**REQUIRED WORK**
How many lines in the data hold the string "hair"? State the number alone.

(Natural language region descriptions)
__________

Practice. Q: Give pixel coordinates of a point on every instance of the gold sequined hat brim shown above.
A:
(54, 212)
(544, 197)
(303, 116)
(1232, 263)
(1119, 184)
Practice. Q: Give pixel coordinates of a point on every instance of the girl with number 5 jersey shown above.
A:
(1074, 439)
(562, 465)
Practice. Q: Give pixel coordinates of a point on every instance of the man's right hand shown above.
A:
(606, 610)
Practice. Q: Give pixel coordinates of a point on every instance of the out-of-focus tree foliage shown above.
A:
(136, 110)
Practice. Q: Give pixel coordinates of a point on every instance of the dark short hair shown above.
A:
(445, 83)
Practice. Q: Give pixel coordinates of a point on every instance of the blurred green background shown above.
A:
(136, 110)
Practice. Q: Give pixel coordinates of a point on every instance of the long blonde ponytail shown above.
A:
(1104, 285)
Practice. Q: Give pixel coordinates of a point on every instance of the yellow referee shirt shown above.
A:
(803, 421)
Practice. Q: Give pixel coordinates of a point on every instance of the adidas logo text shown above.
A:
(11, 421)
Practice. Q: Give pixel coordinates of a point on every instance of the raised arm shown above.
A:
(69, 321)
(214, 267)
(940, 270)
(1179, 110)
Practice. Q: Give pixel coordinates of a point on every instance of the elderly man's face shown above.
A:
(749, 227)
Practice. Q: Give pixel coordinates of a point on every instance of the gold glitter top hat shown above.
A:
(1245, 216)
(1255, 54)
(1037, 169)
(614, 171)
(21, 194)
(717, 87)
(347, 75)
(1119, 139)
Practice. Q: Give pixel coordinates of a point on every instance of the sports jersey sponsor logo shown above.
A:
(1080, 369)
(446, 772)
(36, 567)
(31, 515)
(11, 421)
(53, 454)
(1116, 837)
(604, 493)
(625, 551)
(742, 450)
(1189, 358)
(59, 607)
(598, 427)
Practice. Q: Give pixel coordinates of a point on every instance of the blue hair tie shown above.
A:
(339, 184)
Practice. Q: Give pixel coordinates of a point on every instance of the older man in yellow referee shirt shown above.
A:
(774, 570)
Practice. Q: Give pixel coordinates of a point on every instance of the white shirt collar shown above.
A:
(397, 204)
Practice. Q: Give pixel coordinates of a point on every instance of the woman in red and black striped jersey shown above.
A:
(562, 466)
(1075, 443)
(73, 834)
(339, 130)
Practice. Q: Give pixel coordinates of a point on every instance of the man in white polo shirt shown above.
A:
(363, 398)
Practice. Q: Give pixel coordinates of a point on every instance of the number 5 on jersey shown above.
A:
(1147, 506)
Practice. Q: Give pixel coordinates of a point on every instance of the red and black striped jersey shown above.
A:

__________

**TASK RESPONSE**
2